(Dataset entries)
##########

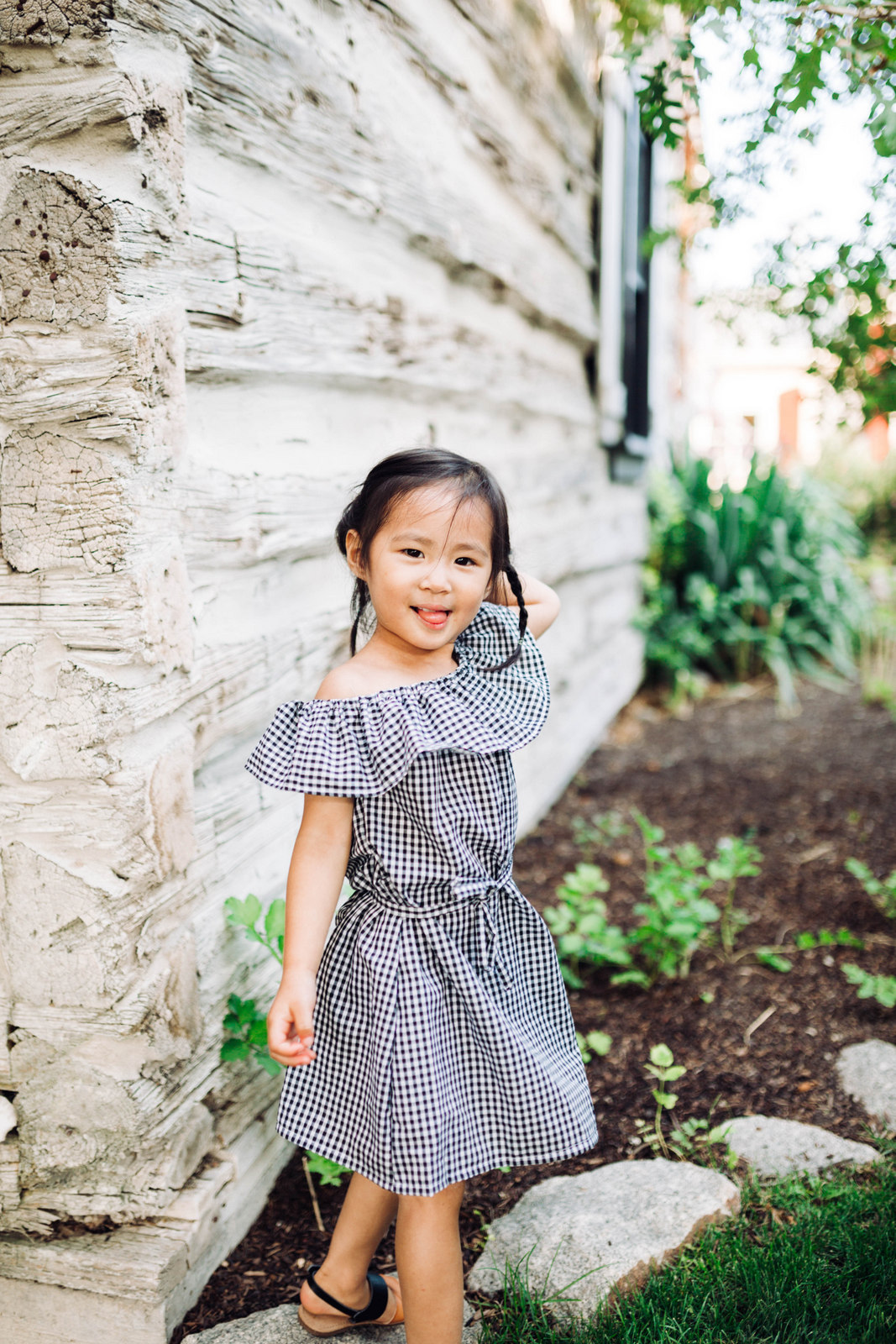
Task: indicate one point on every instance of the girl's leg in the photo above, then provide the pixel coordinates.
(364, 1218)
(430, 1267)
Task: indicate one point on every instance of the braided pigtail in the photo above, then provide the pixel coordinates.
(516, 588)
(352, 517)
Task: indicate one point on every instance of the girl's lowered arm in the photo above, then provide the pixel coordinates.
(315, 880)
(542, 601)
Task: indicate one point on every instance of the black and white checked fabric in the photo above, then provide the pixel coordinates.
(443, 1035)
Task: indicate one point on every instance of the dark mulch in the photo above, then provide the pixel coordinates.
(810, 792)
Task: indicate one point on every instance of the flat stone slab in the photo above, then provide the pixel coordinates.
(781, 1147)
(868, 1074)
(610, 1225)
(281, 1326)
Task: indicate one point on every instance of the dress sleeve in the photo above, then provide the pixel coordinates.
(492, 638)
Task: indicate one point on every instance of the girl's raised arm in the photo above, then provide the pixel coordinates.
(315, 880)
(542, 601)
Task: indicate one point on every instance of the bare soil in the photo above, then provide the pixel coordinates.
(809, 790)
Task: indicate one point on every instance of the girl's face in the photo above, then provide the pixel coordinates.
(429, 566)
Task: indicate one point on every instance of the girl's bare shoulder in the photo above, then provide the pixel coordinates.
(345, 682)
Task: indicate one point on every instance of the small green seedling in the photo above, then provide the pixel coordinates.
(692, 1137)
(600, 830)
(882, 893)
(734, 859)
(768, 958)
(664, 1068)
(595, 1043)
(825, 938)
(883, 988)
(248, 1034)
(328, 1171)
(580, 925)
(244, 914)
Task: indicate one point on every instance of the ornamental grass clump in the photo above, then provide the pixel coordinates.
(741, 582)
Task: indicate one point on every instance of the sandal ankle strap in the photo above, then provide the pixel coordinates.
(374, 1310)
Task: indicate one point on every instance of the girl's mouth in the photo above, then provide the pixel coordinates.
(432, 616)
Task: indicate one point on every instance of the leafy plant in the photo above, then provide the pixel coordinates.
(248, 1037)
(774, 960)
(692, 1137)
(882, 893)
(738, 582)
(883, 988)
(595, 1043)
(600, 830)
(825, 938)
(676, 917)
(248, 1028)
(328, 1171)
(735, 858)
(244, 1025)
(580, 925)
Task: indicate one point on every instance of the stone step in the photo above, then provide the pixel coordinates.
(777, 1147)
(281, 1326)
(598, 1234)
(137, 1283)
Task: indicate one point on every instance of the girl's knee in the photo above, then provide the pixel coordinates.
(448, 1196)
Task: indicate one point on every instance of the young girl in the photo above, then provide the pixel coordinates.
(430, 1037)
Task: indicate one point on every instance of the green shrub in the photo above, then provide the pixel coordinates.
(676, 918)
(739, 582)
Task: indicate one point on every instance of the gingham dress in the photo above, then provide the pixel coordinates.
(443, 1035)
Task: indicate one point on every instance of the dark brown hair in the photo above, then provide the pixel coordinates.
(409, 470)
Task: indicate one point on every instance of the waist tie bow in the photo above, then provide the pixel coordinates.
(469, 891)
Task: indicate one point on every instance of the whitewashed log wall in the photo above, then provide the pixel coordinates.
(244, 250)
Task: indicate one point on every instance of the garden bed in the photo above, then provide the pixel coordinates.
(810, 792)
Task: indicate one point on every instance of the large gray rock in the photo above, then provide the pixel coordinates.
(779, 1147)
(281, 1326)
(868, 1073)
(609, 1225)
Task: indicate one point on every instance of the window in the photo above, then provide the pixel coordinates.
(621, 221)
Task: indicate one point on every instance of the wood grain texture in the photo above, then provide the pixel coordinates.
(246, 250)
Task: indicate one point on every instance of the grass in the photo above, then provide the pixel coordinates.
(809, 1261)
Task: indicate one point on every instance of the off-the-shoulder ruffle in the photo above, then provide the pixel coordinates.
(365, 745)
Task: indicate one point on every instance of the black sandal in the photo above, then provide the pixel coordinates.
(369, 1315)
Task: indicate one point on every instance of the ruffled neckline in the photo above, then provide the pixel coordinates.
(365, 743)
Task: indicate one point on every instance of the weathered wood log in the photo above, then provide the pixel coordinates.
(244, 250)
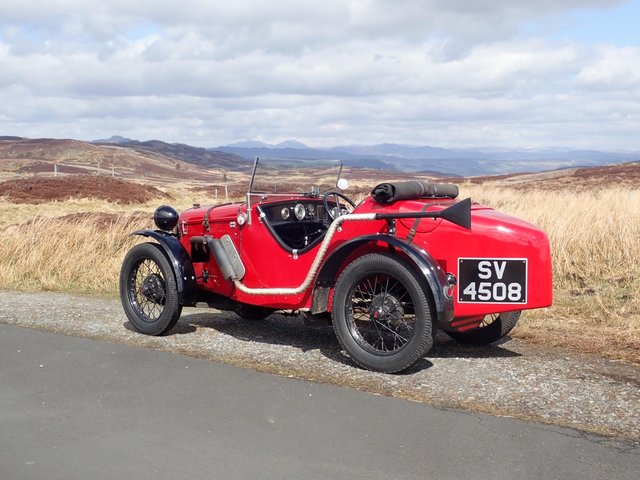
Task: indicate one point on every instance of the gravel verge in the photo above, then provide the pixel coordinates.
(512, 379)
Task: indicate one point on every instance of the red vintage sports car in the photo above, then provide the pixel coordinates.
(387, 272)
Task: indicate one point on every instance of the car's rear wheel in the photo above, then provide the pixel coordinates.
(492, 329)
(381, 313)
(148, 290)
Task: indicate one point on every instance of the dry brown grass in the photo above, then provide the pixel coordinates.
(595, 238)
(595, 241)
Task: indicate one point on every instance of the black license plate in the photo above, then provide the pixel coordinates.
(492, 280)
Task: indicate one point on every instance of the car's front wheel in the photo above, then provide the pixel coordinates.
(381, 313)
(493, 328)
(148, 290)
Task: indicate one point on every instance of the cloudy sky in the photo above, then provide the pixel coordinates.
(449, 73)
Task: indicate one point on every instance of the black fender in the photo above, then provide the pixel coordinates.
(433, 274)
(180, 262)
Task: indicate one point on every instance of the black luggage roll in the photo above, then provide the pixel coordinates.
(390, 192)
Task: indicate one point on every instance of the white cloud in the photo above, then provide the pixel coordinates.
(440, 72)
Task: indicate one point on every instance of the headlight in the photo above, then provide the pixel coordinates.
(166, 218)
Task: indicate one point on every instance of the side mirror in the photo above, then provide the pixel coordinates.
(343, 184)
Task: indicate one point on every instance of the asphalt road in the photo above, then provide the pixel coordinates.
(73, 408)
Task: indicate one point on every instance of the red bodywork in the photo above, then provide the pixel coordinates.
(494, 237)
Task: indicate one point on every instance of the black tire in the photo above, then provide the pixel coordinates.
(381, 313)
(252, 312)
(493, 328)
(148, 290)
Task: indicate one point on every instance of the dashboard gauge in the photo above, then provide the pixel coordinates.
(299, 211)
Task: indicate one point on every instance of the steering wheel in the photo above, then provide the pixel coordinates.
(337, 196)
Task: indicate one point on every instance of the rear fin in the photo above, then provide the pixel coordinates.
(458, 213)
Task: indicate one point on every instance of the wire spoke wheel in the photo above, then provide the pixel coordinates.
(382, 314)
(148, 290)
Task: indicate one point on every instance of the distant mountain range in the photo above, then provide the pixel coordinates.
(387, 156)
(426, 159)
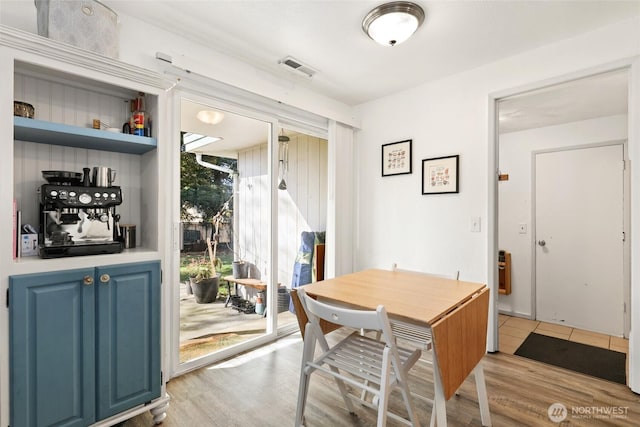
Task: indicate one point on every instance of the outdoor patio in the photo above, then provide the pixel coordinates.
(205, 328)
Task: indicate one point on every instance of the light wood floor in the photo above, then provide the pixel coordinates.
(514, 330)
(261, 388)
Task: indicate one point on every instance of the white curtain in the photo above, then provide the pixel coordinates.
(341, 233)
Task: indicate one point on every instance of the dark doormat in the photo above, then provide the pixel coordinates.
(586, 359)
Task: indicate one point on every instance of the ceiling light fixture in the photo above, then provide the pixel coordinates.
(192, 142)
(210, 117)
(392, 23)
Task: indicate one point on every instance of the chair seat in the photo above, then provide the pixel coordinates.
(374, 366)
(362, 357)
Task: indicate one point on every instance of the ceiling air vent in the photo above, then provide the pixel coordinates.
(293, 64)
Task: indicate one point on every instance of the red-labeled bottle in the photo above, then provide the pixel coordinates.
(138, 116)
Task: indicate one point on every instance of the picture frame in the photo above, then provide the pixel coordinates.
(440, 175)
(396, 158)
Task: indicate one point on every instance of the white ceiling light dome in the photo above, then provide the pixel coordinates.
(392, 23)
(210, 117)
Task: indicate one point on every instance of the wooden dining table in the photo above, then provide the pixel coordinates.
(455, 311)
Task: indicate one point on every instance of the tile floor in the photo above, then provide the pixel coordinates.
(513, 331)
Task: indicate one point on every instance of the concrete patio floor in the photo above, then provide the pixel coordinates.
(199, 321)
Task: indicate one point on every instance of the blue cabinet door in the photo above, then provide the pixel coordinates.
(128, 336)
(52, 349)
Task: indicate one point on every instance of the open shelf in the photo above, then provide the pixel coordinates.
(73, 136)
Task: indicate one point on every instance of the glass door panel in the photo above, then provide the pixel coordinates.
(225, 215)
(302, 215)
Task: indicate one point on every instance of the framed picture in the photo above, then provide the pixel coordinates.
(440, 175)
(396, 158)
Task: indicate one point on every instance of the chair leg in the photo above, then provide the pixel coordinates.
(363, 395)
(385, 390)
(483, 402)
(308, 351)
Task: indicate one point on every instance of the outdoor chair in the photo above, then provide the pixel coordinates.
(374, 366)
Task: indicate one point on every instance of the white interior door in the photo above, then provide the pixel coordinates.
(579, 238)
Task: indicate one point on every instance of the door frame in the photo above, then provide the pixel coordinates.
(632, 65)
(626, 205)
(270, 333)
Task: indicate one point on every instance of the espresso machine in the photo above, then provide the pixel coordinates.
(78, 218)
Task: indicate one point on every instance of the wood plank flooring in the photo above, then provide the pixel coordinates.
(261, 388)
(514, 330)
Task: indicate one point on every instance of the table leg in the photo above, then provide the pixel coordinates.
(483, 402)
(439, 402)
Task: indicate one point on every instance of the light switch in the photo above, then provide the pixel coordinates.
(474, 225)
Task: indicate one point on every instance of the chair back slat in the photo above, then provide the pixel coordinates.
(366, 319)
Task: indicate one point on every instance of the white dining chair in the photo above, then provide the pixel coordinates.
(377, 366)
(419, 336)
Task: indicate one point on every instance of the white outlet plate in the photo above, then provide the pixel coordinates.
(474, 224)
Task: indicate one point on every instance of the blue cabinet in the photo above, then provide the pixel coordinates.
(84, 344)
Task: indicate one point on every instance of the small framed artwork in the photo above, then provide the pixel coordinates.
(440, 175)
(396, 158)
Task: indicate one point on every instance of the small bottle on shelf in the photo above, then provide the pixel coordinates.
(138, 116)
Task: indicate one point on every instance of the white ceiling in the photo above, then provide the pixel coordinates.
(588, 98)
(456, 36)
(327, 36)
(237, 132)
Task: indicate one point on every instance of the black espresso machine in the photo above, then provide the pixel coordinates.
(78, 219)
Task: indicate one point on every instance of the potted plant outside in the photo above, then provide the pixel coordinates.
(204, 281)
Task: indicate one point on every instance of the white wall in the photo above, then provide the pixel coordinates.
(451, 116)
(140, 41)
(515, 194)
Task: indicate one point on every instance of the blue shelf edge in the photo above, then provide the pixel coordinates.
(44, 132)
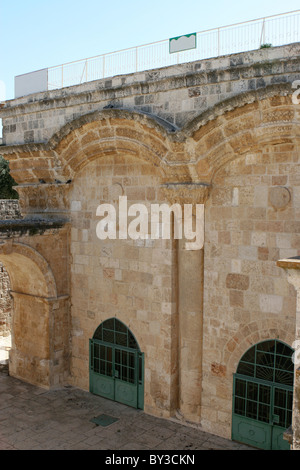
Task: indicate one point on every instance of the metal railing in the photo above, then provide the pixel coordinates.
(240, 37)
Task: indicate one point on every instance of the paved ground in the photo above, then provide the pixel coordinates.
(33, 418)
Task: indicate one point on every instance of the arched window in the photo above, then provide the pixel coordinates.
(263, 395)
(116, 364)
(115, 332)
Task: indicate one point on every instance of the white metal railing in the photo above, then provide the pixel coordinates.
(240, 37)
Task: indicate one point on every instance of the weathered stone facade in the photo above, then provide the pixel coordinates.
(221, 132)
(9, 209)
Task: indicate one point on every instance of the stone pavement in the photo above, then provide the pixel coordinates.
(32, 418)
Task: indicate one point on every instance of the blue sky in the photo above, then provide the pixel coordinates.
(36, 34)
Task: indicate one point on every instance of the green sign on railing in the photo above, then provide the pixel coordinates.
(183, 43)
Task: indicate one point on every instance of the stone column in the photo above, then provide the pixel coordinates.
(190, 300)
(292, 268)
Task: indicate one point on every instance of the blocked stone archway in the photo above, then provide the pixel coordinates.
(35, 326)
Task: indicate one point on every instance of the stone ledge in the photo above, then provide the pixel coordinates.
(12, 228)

##########

Request: Return the lines from the line containing "Task: indicate one point on every instance of the paved" to the end of the entries above, exactly as they appear and with no other output.

Answer to this problem:
Task: indicate one point on every instance of the paved ground in the photo above, then provide the pixel coordinates.
(33, 418)
Task: indicate one point on every instance of the arched window in the photo above, then provide the pixel coordinates.
(263, 395)
(116, 364)
(115, 332)
Task: indicate one point on every instance of the white metal railing in the photo above, then provide the pixel coordinates.
(240, 37)
Task: indicate one point on every instance of the weathered stone facade in the photo above, then provide the pixel coordinates.
(221, 132)
(9, 209)
Task: indicate one point on every instance of the stone pavement in the photo above, then provide the pixel coordinates.
(32, 418)
Task: indicate one point on every instance of the blue sky in the photo above, then provide the pixel coordinates.
(36, 34)
Task: indicate one point on every instance of the green sign on railing in the photo above, then provide the pixel coordinates.
(183, 43)
Task: indicate one point on every instance of the stone column in the photo above, then provide the pixel coordinates.
(190, 300)
(292, 268)
Task: indicate one point on every instance of the blocked stone archway in the photo above, then provide the pixel coordinates.
(35, 326)
Task: indicate one point on every instance of the stone ledge in the photo above, then provide the pixel coordinates.
(12, 228)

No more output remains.